▶ _EXERCISE INPUTS_

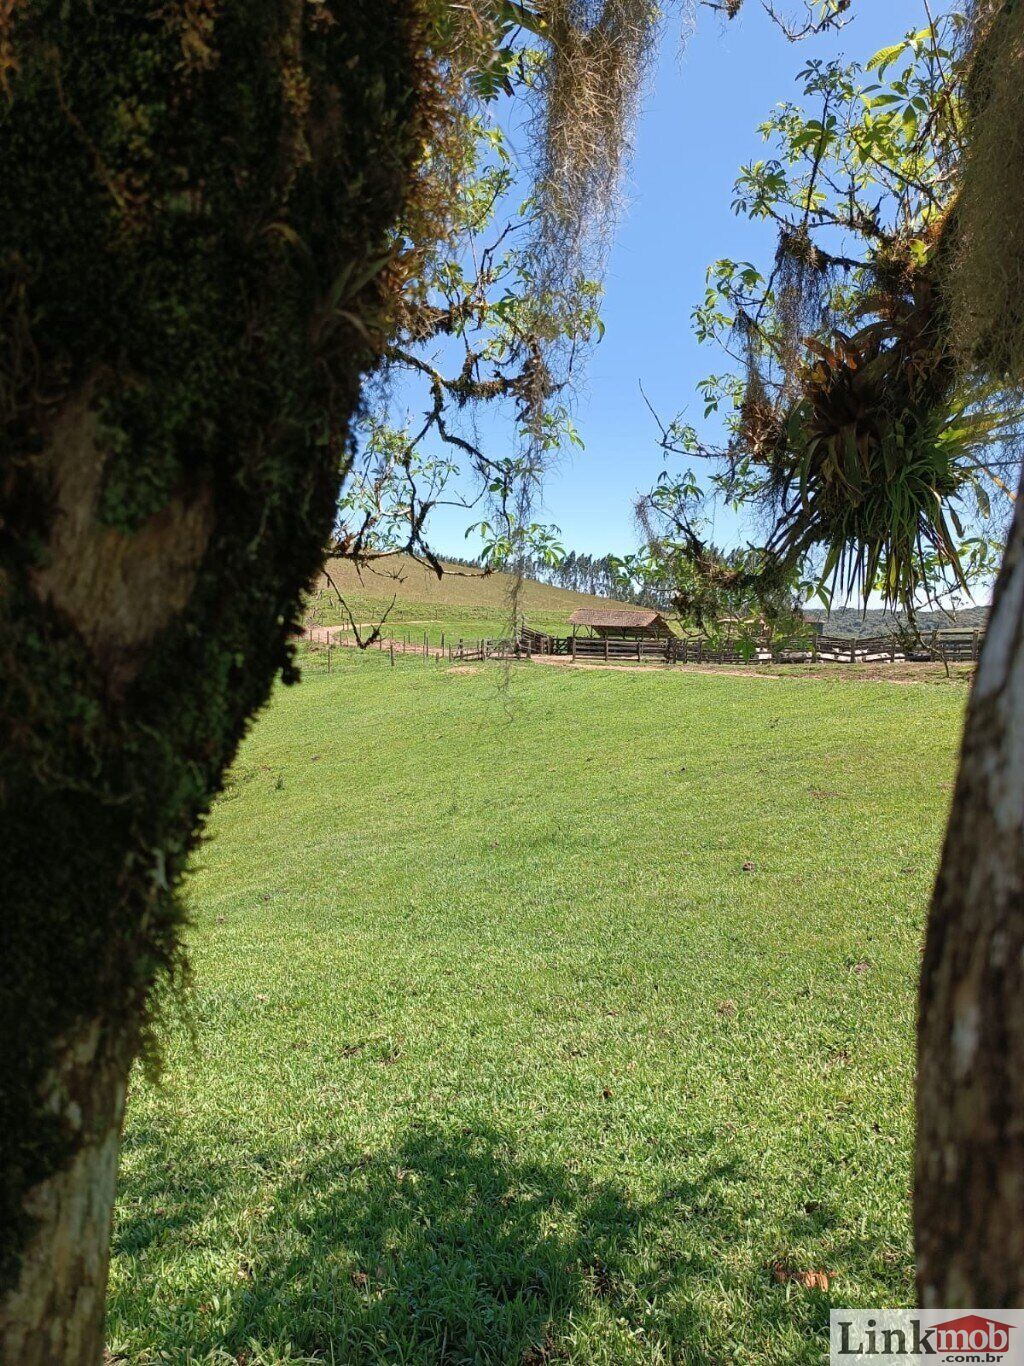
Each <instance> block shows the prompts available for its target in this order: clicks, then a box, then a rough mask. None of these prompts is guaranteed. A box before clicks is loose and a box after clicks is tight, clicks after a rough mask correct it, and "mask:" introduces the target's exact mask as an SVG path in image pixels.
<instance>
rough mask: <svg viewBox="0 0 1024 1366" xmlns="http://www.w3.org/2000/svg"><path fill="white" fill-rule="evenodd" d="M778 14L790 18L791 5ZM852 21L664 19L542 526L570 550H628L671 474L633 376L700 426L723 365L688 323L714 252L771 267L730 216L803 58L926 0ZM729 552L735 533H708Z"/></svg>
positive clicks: (864, 12) (827, 56) (727, 530)
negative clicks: (772, 114)
mask: <svg viewBox="0 0 1024 1366" xmlns="http://www.w3.org/2000/svg"><path fill="white" fill-rule="evenodd" d="M782 8H788V10H792V11H796V10H797V8H799V5H797V3H796V0H791V3H789V4H788V5H786V4H785V0H784V4H782ZM852 8H853V12H855V19H853V22H852V23H849V25H848V26H847V27H845V29H844V30H841V31H840V33H838V34H834V36H826V37H816V38H811V40H807V41H804V42H799V44H792V42H788V41H786V40H785V37H784V36H782V34H781V33H780V30H778V29H777V27H774V26H773V25H771V23H770V20H769V19H767V18H766V16H765V14H763V11H762V10H760V5H759V4H758V0H747V4H745V5H744V10H743V12H741V16H740V18H739V19H736V20H732V22H725V20H722V19H720V18H718V16H715V15H713V14H705V15H703V16H702V18H700V19H699V22H698V26H696V29H695V31H692V33H691V34H689V37H688V40H687V41H685V42H683V41H681V38H683V36H681V33H680V26H679V20H677V19H676V20H674V23H673V22H669V25H668V27H666V31H665V36H664V41H662V46H661V52H659V55H658V63H657V70H655V71H654V72H653V78H651V81H650V87H649V90H647V96H646V98H644V105H643V113H642V117H640V122H639V124H638V128H636V137H635V156H634V160H632V165H631V171H629V176H628V182H627V184H625V201H627V208H625V212H624V214H623V219H621V221H620V224H618V229H617V234H616V242H614V246H613V249H612V253H610V257H609V264H608V275H606V279H605V303H603V310H602V316H603V320H605V326H606V333H605V339H603V340H602V343H601V344H599V346H598V347H597V348H595V351H594V354H593V358H591V361H590V365H588V367H587V373H586V374H584V376H583V377H582V381H580V384H579V388H578V398H576V423H578V428H579V430H580V436H582V437H583V441H584V444H586V449H584V451H580V452H573V454H572V455H567V456H563V458H561V459H560V462H558V463H557V466H556V467H554V469H553V470H552V471H550V474H549V475H547V479H546V482H545V489H543V507H539V508H535V514H537V515H538V519H541V520H545V522H554V523H557V525H558V527H560V529H561V540H563V542H564V544H565V546H567V548H571V549H575V550H578V552H588V553H591V555H601V553H605V552H609V550H610V552H614V553H623V552H625V550H629V549H634V548H635V544H636V531H635V527H634V523H632V504H634V500H635V496H636V493H638V492H643V490H646V489H649V488H650V486H651V485H653V482H654V479H655V478H657V475H658V471H659V470H661V469H662V467H664V463H665V458H664V454H662V452H661V451H659V449H658V445H657V428H655V425H654V421H653V418H651V415H650V413H649V411H647V408H646V406H644V402H643V398H642V395H640V389H639V385H640V381H642V382H643V388H644V391H646V393H647V396H649V398H650V400H651V403H653V404H654V407H655V408H657V411H658V413H659V414H661V415H662V417H665V418H669V417H672V415H673V414H674V413H677V411H679V410H680V408H683V407H687V418H688V421H692V422H694V423H695V425H696V426H698V428H699V426H700V422H699V418H700V415H702V407H700V402H699V398H698V396H696V395H695V384H696V381H698V380H699V378H700V377H702V376H705V374H707V373H709V372H711V370H714V369H724V366H722V358H721V357H720V355H717V354H715V352H714V350H711V348H706V347H703V348H702V347H699V346H698V344H696V342H695V339H694V336H692V333H691V325H689V313H691V309H692V307H694V303H695V302H696V301H698V299H699V298H700V296H702V294H703V288H705V269H706V266H707V265H709V262H711V261H714V260H715V258H718V257H733V258H739V260H752V261H758V262H760V264H765V262H769V261H770V258H771V254H773V253H774V239H773V234H771V231H770V228H767V227H762V225H755V224H751V223H748V221H747V220H745V219H737V217H736V216H735V214H733V213H732V212H730V208H729V204H730V199H732V184H733V179H735V176H736V172H737V171H739V167H740V165H741V163H744V161H748V160H752V158H756V157H758V156H760V154H762V148H763V143H762V141H760V137H759V134H758V131H756V128H758V124H759V123H760V122H762V120H763V117H765V116H766V115H767V112H769V109H770V108H771V107H773V105H774V104H777V102H778V101H781V100H784V98H796V97H797V94H799V92H797V86H796V81H795V78H796V74H797V71H800V68H801V67H803V66H804V63H806V61H807V59H808V57H810V56H816V57H831V56H836V55H842V56H845V57H848V59H857V60H866V59H867V57H868V56H871V53H874V52H877V51H878V48H881V46H885V45H886V44H889V42H894V41H896V40H897V38H898V37H900V36H901V34H904V33H905V31H907V30H908V29H919V27H922V26H923V25H924V23H926V15H924V5H923V0H859V3H857V4H856V5H853V7H852ZM468 520H472V518H468V516H467V515H466V514H464V512H456V511H449V510H438V512H436V514H434V516H433V519H431V540H433V542H434V544H436V545H437V546H438V548H440V549H441V550H444V552H448V553H467V546H468V548H470V553H477V549H478V546H477V544H475V542H472V541H471V542H466V540H464V529H466V525H467V522H468ZM715 531H717V535H718V538H720V540H721V541H722V542H728V541H729V538H730V533H732V535H733V537H735V527H729V526H728V525H722V526H720V527H717V529H715Z"/></svg>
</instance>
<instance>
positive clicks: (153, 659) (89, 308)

▶ _EXERCISE GOAL_
Reproduce every row above verbatim, leaving out the pictures.

▶ _RESULT_
Each <instance> block shows the prompts available for its target in this order: clicks, then a box, then a rough mask. None of these prompts is guaranteed. A box before clicks is loose and a box after clicks is tight, clicks after a rough mask correct it, and "mask:" introduces the target's exact mask as an SVG path in image pixels.
<instance>
rough mask: <svg viewBox="0 0 1024 1366" xmlns="http://www.w3.org/2000/svg"><path fill="white" fill-rule="evenodd" d="M778 14L790 18L791 5ZM852 21L664 19L542 526L570 550H628L671 474L633 376L700 426L723 365L688 323L714 252L771 267L730 216L803 58L926 0ZM729 552L735 533H708Z"/></svg>
positive clicks: (864, 12) (827, 56) (727, 530)
negative clicks: (772, 114)
mask: <svg viewBox="0 0 1024 1366" xmlns="http://www.w3.org/2000/svg"><path fill="white" fill-rule="evenodd" d="M782 8H788V10H792V11H796V10H797V8H799V5H797V3H796V0H791V3H789V4H788V5H786V4H785V0H784V4H782ZM852 8H853V12H855V19H853V22H852V23H849V25H848V26H847V27H845V29H844V30H841V31H840V33H838V34H834V36H826V37H816V38H811V40H807V41H804V42H799V44H792V42H788V41H786V40H785V37H784V36H782V34H781V33H780V30H778V29H777V27H774V26H773V25H771V23H770V20H769V19H767V18H766V16H765V14H763V11H762V10H760V5H759V4H758V0H747V4H745V5H744V10H743V12H741V16H740V18H739V19H736V20H732V22H725V20H722V19H720V18H718V16H715V15H713V14H705V15H703V16H702V18H700V19H699V22H698V26H696V29H695V31H692V33H691V34H689V37H688V40H687V41H685V42H683V41H681V38H683V36H681V33H680V26H679V20H677V19H676V20H674V23H673V22H669V25H668V27H666V31H665V36H664V41H662V46H661V52H659V55H658V63H657V70H655V71H654V72H653V78H651V81H650V87H649V90H647V96H646V98H644V105H643V113H642V117H640V122H639V124H638V128H636V137H635V156H634V160H632V165H631V171H629V176H628V182H627V184H625V201H627V208H625V212H624V214H623V219H621V221H620V224H618V229H617V234H616V242H614V246H613V249H612V253H610V257H609V264H608V275H606V279H605V303H603V310H602V316H603V320H605V326H606V333H605V339H603V340H602V343H601V344H599V346H598V347H597V348H595V351H594V354H593V358H591V361H590V365H588V367H587V373H586V374H584V376H583V377H582V381H580V384H579V388H578V398H576V423H578V428H579V430H580V436H582V437H583V441H584V444H586V449H584V451H580V452H573V454H572V455H567V456H563V458H561V459H560V462H558V463H557V466H556V467H554V469H553V470H552V471H550V474H549V475H547V479H546V482H545V489H543V507H539V508H535V514H537V515H538V519H541V520H545V522H554V523H557V525H558V527H560V529H561V540H563V542H564V544H565V546H567V548H571V549H575V550H578V552H588V553H591V555H601V553H605V552H609V550H610V552H614V553H623V552H625V550H629V549H634V548H635V544H636V531H635V527H634V523H632V504H634V500H635V496H636V493H638V492H643V490H646V489H649V488H650V486H651V485H653V482H654V479H655V478H657V475H658V471H659V470H661V469H662V467H664V463H665V458H664V454H662V452H661V451H659V449H658V445H657V428H655V425H654V421H653V418H651V415H650V413H649V411H647V408H646V406H644V402H643V398H642V395H640V389H639V385H640V381H642V382H643V388H644V391H646V393H647V396H649V398H650V400H651V403H653V404H654V407H655V408H657V411H658V413H659V414H661V415H662V417H665V418H669V417H672V415H673V414H674V413H677V411H679V410H680V408H683V407H687V418H688V421H692V422H694V423H695V425H696V426H698V428H699V426H700V422H699V418H700V415H702V407H700V402H699V398H698V396H696V395H695V384H696V381H698V380H699V378H700V377H702V376H705V374H707V373H709V372H711V370H714V369H724V366H722V358H721V357H720V355H717V354H715V352H714V350H711V348H706V347H703V348H702V347H699V346H698V344H696V342H695V339H694V336H692V333H691V325H689V313H691V309H692V307H694V303H695V302H696V301H698V299H699V298H700V296H702V294H703V288H705V269H706V266H707V265H709V262H711V261H714V260H715V258H718V257H733V258H739V260H752V261H758V262H760V264H765V262H769V261H770V258H771V254H773V253H774V239H773V234H771V231H770V228H767V227H762V225H755V224H751V223H748V221H747V220H745V219H737V217H736V216H735V214H733V213H732V212H730V208H729V204H730V199H732V184H733V179H735V176H736V172H737V171H739V167H740V165H741V163H744V161H748V160H752V158H756V157H758V156H760V154H762V148H763V143H762V141H760V137H759V134H758V131H756V128H758V124H759V123H760V122H762V120H763V117H765V116H766V115H767V112H769V109H770V108H771V107H773V105H774V104H777V102H778V101H781V100H784V98H796V97H797V94H799V92H797V86H796V81H795V78H796V74H797V71H800V68H801V67H803V66H804V63H806V61H807V59H808V57H810V56H816V57H831V56H836V55H842V56H845V57H848V59H857V60H866V59H867V57H868V56H871V53H874V52H877V51H878V48H881V46H885V45H886V44H889V42H894V41H896V40H897V38H898V37H900V36H901V34H904V33H905V31H907V30H908V29H919V27H922V26H923V25H924V23H926V15H924V5H923V0H859V3H857V4H856V5H853V7H852ZM468 520H472V518H468V516H467V515H466V514H464V512H456V511H449V510H438V512H436V514H434V516H433V519H431V540H433V542H434V544H436V545H437V546H438V548H440V549H441V550H444V552H448V553H467V546H468V548H470V553H477V549H478V546H477V544H475V542H472V541H471V542H466V540H464V529H466V525H467V522H468ZM715 531H717V535H718V538H720V540H721V541H722V542H728V541H729V538H730V533H732V535H733V537H735V527H729V526H728V525H722V526H720V527H717V529H715Z"/></svg>
</instance>
<instance>
positive clicks: (153, 659) (89, 308)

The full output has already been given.